> _Exercise task_
Return the records word for word. Any pictures in them are not part of the copy.

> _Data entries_
--- begin ---

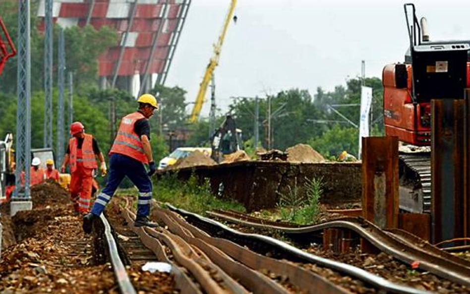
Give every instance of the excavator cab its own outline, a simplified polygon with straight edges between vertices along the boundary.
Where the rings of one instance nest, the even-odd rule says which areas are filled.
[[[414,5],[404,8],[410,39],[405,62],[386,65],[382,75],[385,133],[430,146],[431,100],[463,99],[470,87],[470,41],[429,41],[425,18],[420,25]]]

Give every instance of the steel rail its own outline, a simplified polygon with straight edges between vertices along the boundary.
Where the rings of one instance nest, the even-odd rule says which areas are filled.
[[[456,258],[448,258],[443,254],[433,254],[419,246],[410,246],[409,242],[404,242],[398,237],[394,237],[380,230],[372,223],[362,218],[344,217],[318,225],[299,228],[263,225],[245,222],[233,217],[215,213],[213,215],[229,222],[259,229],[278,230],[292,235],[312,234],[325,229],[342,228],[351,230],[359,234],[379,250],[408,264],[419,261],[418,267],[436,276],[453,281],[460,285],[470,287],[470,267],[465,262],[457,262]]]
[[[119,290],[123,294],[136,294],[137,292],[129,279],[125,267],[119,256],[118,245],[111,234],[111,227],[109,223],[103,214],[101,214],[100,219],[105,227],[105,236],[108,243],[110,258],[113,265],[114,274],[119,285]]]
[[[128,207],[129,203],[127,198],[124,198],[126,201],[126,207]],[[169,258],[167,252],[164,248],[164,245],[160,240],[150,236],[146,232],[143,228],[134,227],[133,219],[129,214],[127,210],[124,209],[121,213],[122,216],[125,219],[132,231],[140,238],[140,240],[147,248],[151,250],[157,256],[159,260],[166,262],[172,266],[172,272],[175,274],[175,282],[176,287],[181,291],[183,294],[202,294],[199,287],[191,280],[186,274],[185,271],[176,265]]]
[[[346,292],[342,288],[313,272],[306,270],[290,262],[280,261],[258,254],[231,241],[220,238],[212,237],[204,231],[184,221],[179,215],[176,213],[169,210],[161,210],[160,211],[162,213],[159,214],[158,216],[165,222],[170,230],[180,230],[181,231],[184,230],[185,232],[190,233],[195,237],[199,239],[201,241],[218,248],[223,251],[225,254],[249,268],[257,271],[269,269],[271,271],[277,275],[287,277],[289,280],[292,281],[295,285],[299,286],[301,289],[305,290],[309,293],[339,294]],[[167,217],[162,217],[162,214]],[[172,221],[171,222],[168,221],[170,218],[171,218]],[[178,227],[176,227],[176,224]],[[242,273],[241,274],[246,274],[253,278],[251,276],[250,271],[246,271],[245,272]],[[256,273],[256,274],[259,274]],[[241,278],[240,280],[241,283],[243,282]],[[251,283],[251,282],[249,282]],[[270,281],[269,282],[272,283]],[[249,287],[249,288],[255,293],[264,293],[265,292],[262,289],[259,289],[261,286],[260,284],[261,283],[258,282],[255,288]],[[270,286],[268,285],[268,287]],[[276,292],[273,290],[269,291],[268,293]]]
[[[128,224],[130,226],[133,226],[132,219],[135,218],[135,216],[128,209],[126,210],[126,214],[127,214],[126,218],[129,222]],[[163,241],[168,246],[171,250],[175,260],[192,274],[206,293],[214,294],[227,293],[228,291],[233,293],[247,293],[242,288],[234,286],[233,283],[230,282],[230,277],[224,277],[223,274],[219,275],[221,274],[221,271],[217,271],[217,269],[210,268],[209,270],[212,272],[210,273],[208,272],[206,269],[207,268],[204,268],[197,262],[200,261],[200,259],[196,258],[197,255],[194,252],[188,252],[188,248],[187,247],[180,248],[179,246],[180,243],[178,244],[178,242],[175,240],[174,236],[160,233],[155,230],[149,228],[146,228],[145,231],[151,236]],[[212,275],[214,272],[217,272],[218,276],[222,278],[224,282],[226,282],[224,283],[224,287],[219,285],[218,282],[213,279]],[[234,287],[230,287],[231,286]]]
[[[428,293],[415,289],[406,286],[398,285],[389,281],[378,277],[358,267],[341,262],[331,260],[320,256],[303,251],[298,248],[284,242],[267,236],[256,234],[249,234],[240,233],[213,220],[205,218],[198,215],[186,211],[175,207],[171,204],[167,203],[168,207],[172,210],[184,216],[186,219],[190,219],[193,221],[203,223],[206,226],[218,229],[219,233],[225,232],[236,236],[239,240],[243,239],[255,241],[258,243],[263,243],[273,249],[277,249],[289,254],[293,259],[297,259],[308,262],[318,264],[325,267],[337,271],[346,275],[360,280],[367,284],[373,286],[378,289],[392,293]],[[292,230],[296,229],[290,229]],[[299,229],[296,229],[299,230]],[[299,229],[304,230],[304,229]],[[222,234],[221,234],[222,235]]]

--- end ---

> _Solution to this problem_
Give every instance of the excavator cab its own outline, a simplified polygon with straight edges between vertices along the boundary.
Where the rings of one instance nest, the even-odd rule says which areas are filled.
[[[414,5],[404,8],[410,39],[405,62],[386,65],[382,75],[385,133],[430,146],[431,100],[463,99],[470,87],[470,41],[429,41],[425,18],[420,25]]]

Give every instance of the steel rail its own outline, a simplified polygon with straight edges between vertices along the boundary.
Where the rings of one instance nest, the even-odd rule says which areas are filled.
[[[456,258],[448,258],[443,254],[433,254],[419,246],[410,246],[409,242],[404,242],[398,237],[394,237],[380,230],[372,223],[362,218],[344,217],[318,225],[299,228],[263,225],[245,222],[233,217],[215,213],[213,215],[229,222],[259,229],[278,230],[292,235],[312,234],[325,229],[342,228],[351,230],[359,234],[379,250],[408,264],[419,261],[418,267],[436,276],[453,281],[460,285],[470,287],[470,267],[465,262],[457,262]]]
[[[119,290],[123,294],[136,294],[137,292],[129,279],[125,267],[119,256],[118,245],[111,234],[111,227],[109,223],[103,214],[101,214],[100,219],[105,227],[105,236],[108,243],[110,258],[113,265],[114,274],[119,285]]]
[[[128,207],[129,203],[127,198],[124,198],[126,201],[126,207]],[[169,258],[167,252],[164,248],[164,245],[160,240],[150,236],[146,232],[143,228],[134,227],[133,219],[129,214],[127,210],[124,209],[121,213],[122,216],[125,219],[132,231],[140,238],[140,240],[147,248],[151,250],[157,256],[159,260],[166,262],[172,266],[172,272],[175,274],[175,282],[176,287],[181,291],[183,294],[202,294],[199,287],[191,280],[186,274],[185,271],[176,265]]]
[[[346,292],[342,288],[313,272],[306,270],[290,262],[280,261],[258,254],[231,241],[220,238],[212,237],[204,231],[184,221],[179,215],[176,213],[169,210],[161,210],[160,211],[162,213],[159,214],[158,216],[165,222],[170,230],[180,230],[181,231],[184,230],[185,232],[190,233],[195,237],[199,239],[201,241],[218,248],[223,251],[225,254],[249,268],[257,271],[269,269],[271,271],[277,275],[287,277],[289,280],[292,281],[295,285],[299,286],[301,289],[305,290],[309,293],[339,294]],[[167,217],[162,217],[162,214]],[[172,221],[171,222],[168,221],[170,218],[171,218]],[[178,227],[176,227],[176,224]],[[242,273],[241,274],[246,274],[253,278],[251,276],[250,271],[246,271],[245,272]],[[256,273],[256,274],[259,274]],[[241,278],[240,280],[241,283],[243,282]],[[251,283],[251,282],[249,282]],[[270,281],[269,282],[272,283]],[[249,287],[249,288],[255,293],[264,293],[265,292],[262,289],[259,289],[261,286],[260,284],[261,283],[258,282],[255,288]],[[270,286],[268,285],[268,287]],[[276,292],[273,290],[269,291],[268,293]]]
[[[128,224],[130,226],[133,226],[132,219],[135,218],[135,216],[128,209],[126,210],[126,214],[127,214],[126,218],[129,222]],[[163,241],[168,246],[171,250],[175,260],[192,274],[206,293],[214,294],[227,293],[228,291],[233,293],[247,293],[242,288],[234,286],[233,283],[230,282],[230,277],[224,277],[223,274],[219,275],[221,274],[221,271],[217,271],[217,269],[210,268],[209,270],[212,272],[210,273],[208,272],[206,269],[207,268],[204,268],[197,262],[200,261],[200,259],[196,258],[197,255],[194,252],[188,252],[188,248],[187,247],[180,248],[179,246],[180,243],[178,244],[178,242],[175,240],[174,236],[160,233],[155,230],[149,228],[146,228],[145,231],[151,236]],[[212,275],[214,272],[217,272],[218,276],[222,278],[224,282],[226,282],[224,283],[224,287],[219,285],[218,282],[213,279]],[[234,287],[230,287],[231,286]]]
[[[428,293],[415,289],[406,286],[398,285],[389,281],[378,277],[358,267],[341,262],[331,260],[320,256],[303,251],[298,248],[284,242],[267,236],[256,234],[249,234],[240,233],[213,220],[205,218],[198,215],[186,211],[175,207],[171,204],[167,203],[168,207],[172,210],[184,216],[186,219],[190,219],[193,221],[203,223],[206,226],[218,229],[219,233],[225,232],[236,236],[239,240],[243,239],[255,241],[258,243],[263,243],[273,249],[277,249],[289,254],[293,259],[297,259],[308,262],[318,264],[325,267],[337,271],[346,275],[360,280],[367,284],[373,286],[378,289],[392,293]],[[292,230],[296,229],[290,229]],[[299,229],[296,229],[299,230]],[[299,229],[304,230],[304,229]],[[222,234],[221,234],[222,235]]]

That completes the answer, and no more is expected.